What is being asked:
Could you convert everything in the data below, from the first line down to and including the line containing "column 180, row 100", into a Markdown table with the columns No. and Entry, skipping any blank lines?

— START OF Entries supplied —

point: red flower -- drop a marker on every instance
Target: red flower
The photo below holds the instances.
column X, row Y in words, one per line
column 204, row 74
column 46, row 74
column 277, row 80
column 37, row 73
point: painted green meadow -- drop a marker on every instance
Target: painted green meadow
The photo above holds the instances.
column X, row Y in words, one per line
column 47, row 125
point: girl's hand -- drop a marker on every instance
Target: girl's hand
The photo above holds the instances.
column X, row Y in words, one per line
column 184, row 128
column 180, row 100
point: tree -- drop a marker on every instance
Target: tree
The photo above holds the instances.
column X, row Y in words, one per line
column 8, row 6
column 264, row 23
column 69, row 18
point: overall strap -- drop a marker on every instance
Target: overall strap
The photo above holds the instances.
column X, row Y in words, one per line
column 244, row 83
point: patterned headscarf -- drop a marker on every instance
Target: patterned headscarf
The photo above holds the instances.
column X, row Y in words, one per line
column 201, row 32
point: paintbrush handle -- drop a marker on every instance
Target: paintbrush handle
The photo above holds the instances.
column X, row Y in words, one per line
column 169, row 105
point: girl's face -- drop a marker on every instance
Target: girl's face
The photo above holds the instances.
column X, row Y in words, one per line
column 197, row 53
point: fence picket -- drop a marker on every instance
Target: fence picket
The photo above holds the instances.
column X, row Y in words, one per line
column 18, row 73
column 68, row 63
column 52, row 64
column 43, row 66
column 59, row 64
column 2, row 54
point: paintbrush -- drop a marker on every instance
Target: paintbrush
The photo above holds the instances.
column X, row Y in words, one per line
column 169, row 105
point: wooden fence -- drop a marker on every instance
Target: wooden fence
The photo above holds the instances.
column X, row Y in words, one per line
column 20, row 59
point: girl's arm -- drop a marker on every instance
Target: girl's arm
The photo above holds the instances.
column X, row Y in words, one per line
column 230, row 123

— END OF Entries supplied —

Reply:
| No. | Entry |
|---|---|
| 1 | point: red flower -- drop a marker on every instance |
| 2 | Target: red flower |
| 3 | The photo below holds the instances. |
| 4 | column X, row Y in words, one per line |
| 5 | column 204, row 74 |
| 6 | column 46, row 74 |
| 7 | column 277, row 80 |
| 8 | column 37, row 73 |
| 9 | point: painted green meadow -- drop a marker on every instance |
| 10 | Target: painted green meadow |
| 11 | The photo above holds the instances. |
| 12 | column X, row Y in words, one per line |
| 13 | column 47, row 125 |
| 14 | point: girl's hand -- drop a marker on every instance |
| 15 | Target: girl's hand |
| 16 | The photo above holds the instances. |
| 17 | column X, row Y in words, one per line |
| 18 | column 184, row 128 |
| 19 | column 180, row 100 |